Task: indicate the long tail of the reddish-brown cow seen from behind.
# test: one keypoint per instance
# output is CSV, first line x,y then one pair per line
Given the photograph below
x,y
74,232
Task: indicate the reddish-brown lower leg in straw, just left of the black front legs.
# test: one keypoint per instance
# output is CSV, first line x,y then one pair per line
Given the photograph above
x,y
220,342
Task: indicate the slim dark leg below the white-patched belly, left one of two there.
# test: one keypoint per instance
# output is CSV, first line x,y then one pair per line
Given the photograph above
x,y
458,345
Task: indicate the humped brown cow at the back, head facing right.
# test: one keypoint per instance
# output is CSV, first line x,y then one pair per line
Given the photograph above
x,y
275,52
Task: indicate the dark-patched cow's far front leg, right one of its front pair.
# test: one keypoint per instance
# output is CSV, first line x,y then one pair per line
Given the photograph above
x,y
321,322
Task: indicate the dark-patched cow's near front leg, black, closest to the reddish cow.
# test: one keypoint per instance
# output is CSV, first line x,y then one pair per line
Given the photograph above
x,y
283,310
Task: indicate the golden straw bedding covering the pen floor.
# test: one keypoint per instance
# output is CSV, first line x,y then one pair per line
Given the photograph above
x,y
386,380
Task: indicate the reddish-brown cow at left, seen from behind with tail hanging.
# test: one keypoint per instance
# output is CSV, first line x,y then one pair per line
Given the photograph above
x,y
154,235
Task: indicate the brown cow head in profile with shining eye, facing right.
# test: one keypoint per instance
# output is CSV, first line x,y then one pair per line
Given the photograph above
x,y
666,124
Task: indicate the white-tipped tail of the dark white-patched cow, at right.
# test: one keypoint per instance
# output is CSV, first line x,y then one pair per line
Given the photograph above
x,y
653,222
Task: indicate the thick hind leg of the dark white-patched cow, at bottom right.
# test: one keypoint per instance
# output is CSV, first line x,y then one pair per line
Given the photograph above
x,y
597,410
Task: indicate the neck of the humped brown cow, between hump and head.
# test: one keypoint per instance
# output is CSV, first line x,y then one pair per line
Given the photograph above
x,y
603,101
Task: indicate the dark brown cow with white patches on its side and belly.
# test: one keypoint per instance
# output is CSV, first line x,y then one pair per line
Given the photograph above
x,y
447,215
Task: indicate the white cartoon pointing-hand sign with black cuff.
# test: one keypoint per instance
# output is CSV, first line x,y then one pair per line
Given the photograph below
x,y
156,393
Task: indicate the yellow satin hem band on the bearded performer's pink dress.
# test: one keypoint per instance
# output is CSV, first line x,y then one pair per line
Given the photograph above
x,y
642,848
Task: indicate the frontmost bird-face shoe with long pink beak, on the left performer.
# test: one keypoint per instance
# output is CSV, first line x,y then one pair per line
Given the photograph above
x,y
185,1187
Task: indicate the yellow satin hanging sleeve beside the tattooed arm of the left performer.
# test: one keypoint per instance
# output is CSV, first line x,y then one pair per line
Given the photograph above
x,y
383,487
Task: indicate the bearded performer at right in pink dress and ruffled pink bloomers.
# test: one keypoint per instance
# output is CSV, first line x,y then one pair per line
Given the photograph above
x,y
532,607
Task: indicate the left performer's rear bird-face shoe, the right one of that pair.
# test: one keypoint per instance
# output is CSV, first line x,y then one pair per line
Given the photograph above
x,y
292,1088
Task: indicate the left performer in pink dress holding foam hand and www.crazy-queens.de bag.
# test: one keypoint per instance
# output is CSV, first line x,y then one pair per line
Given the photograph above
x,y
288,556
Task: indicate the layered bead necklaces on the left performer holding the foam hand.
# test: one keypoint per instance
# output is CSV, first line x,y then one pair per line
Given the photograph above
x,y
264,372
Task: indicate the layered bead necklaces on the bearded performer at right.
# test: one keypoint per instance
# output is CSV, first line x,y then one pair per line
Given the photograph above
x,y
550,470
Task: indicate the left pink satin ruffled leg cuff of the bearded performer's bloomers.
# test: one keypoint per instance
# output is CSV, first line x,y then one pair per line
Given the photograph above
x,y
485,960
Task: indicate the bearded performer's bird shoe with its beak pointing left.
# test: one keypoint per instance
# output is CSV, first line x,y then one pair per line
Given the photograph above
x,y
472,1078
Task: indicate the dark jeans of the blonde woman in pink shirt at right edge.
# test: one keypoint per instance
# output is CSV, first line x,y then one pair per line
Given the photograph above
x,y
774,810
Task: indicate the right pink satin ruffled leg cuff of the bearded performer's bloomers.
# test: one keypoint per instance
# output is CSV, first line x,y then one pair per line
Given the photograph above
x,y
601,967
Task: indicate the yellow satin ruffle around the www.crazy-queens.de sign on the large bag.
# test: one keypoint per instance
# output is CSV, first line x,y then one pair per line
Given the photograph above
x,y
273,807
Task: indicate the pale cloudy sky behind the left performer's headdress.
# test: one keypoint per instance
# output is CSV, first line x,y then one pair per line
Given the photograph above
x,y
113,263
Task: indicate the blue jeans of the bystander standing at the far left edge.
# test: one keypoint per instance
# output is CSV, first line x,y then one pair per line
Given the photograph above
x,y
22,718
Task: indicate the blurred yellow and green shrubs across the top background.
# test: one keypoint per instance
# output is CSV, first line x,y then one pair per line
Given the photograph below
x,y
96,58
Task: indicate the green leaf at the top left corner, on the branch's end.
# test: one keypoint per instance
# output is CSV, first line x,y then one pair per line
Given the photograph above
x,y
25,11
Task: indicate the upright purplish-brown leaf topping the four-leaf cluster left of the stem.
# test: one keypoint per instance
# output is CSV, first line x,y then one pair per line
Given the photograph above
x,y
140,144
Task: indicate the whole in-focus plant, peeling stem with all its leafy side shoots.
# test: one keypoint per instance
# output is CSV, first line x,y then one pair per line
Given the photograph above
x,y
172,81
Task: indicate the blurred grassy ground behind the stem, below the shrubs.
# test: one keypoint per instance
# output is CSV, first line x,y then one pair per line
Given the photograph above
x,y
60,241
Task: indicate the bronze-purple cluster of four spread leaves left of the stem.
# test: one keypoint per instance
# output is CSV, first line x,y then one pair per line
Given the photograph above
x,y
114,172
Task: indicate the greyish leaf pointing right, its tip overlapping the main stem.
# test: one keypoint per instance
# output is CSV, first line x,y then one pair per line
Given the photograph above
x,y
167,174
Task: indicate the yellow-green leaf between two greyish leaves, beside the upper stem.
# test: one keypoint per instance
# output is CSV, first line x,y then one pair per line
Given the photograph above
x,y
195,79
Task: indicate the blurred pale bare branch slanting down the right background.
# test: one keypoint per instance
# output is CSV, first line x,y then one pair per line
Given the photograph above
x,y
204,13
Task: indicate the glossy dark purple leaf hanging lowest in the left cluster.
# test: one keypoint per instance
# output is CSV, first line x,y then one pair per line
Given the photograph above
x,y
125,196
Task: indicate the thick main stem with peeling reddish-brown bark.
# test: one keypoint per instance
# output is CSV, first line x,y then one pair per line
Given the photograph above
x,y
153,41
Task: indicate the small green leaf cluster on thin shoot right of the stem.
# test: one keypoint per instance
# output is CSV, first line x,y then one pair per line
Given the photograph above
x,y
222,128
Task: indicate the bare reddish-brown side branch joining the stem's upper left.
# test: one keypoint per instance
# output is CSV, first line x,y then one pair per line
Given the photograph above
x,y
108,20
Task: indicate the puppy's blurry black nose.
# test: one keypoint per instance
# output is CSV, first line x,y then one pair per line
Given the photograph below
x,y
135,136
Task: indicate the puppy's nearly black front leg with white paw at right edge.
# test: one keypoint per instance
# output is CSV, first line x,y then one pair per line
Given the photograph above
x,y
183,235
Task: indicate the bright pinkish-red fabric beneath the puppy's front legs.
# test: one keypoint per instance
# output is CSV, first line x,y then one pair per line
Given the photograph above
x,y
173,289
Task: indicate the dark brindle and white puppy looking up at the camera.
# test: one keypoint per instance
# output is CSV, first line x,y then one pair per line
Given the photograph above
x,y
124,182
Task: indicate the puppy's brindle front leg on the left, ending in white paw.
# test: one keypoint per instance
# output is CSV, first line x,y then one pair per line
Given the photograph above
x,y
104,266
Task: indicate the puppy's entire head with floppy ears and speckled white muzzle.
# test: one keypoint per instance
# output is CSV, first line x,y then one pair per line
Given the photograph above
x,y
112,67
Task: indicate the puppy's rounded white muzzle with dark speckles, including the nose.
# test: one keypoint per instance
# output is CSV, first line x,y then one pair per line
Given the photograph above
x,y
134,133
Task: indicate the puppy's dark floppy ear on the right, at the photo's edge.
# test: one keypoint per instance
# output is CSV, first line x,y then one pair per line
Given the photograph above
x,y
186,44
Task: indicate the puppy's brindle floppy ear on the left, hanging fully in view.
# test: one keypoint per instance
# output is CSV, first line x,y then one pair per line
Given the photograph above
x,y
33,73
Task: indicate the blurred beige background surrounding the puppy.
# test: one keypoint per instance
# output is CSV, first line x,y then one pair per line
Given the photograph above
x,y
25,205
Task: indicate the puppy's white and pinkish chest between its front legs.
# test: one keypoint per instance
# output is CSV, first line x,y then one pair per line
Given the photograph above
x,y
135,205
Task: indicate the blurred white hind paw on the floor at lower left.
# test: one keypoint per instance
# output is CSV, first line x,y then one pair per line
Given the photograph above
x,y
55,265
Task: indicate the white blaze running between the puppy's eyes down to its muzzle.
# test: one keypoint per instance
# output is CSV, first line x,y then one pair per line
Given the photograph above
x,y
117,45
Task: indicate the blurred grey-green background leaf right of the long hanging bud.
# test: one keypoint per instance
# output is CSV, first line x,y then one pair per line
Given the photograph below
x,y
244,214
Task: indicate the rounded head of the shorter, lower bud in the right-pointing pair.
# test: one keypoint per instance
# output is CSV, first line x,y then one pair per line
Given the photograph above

→ **Assigned task**:
Please say how many lines above contain "background", number only.

→ **Written response**:
4